— Start of MATERIAL —

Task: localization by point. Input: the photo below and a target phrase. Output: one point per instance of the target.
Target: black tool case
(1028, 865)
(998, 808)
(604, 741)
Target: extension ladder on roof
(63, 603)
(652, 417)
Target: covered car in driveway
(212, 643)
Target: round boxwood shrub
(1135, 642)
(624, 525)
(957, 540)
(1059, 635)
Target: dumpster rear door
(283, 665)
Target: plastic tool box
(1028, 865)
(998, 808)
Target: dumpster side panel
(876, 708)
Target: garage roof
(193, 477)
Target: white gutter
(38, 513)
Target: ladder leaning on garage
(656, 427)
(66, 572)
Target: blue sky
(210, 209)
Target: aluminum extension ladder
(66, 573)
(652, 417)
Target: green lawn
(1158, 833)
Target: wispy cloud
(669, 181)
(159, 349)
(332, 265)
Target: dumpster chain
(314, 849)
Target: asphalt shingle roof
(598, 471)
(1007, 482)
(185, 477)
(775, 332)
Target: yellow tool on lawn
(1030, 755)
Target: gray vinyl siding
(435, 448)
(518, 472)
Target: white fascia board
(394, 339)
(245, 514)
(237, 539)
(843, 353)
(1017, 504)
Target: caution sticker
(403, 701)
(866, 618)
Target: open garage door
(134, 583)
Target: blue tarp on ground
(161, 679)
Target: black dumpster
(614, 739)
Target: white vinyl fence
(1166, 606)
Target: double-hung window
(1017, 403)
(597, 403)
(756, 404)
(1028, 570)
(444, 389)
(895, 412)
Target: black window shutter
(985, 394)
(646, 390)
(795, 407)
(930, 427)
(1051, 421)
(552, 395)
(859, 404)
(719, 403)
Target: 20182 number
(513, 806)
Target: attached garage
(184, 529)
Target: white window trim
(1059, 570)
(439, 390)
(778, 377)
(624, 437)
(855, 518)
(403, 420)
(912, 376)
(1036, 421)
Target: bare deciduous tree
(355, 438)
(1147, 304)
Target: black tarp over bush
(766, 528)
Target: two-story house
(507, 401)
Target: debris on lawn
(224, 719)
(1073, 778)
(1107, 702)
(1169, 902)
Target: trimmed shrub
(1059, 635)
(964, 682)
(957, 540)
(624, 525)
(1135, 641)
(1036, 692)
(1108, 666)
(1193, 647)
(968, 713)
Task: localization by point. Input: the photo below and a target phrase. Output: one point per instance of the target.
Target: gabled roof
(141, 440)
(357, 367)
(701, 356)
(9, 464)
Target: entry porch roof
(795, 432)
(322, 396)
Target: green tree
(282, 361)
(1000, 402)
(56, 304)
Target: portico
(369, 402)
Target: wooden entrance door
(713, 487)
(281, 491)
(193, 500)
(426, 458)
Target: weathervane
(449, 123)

— End of MATERIAL —

## WHAT TO DO:
Please reproduce all of the entries above word for word, keeping every line in its original order and changing nothing.

## FINAL RESULT:
Task: localization by point. Input: the photo below and a target phrase. Output: one point per instance of the target.
Target: black tool case
(1028, 865)
(998, 808)
(604, 741)
Target: extension ladder on roof
(63, 603)
(652, 417)
Target: covered car in driveway
(212, 643)
Target: round boxwood shrub
(1135, 642)
(624, 525)
(957, 540)
(1059, 635)
Target: dumpster rear door
(283, 665)
Target: plastic tool box
(1028, 865)
(998, 808)
Target: dumpster side panel
(876, 708)
Target: garage roof
(193, 477)
Target: white gutter
(38, 513)
Target: ladder leaning on garage
(656, 427)
(66, 572)
Target: blue sky
(210, 209)
Target: aluminum extension ladder
(66, 573)
(652, 417)
Target: green lawn
(1158, 833)
Target: wispy cloud
(669, 181)
(159, 349)
(332, 265)
Target: dumpster chain
(314, 849)
Target: asphalt shingle roof
(598, 471)
(1007, 482)
(185, 477)
(775, 332)
Target: yellow tool on lawn
(1030, 755)
Target: gray vinyl siding
(435, 448)
(518, 472)
Target: white fascia board
(394, 339)
(245, 514)
(237, 539)
(843, 353)
(1017, 504)
Target: caution sticker
(403, 701)
(866, 618)
Target: open garage door
(134, 583)
Target: blue tarp on ground
(161, 679)
Target: black dumpster
(614, 739)
Target: white vinyl fence
(1166, 606)
Target: double-hung window
(1017, 403)
(597, 403)
(756, 404)
(1028, 570)
(444, 389)
(895, 412)
Target: black window shutter
(985, 394)
(646, 390)
(795, 407)
(930, 427)
(1051, 421)
(552, 395)
(859, 404)
(719, 403)
Target: 20182 number
(513, 806)
Target: attached garage
(184, 529)
Target: white window trim
(1059, 570)
(439, 390)
(778, 377)
(624, 437)
(855, 518)
(403, 420)
(912, 376)
(1036, 421)
Target: bare deciduous tree
(355, 438)
(1147, 304)
Target: black tarp over bush
(766, 528)
Target: two-story house
(507, 401)
Target: debris on lawn
(224, 719)
(1073, 778)
(1107, 702)
(1169, 902)
Target: trimmed shrub
(1059, 635)
(964, 682)
(957, 540)
(624, 525)
(1135, 641)
(1036, 692)
(1108, 666)
(1193, 647)
(968, 713)
Task: localization by point. Input: the photo below and a target phrase. Output: one point per instance of the target.
Target: gabled roof
(141, 440)
(357, 367)
(701, 356)
(9, 464)
Target: entry porch roof
(795, 432)
(322, 396)
Target: green tree
(282, 361)
(1000, 402)
(56, 304)
Target: portico
(369, 402)
Target: wooden entrance door
(713, 487)
(281, 491)
(193, 500)
(426, 458)
Target: weathervane
(449, 123)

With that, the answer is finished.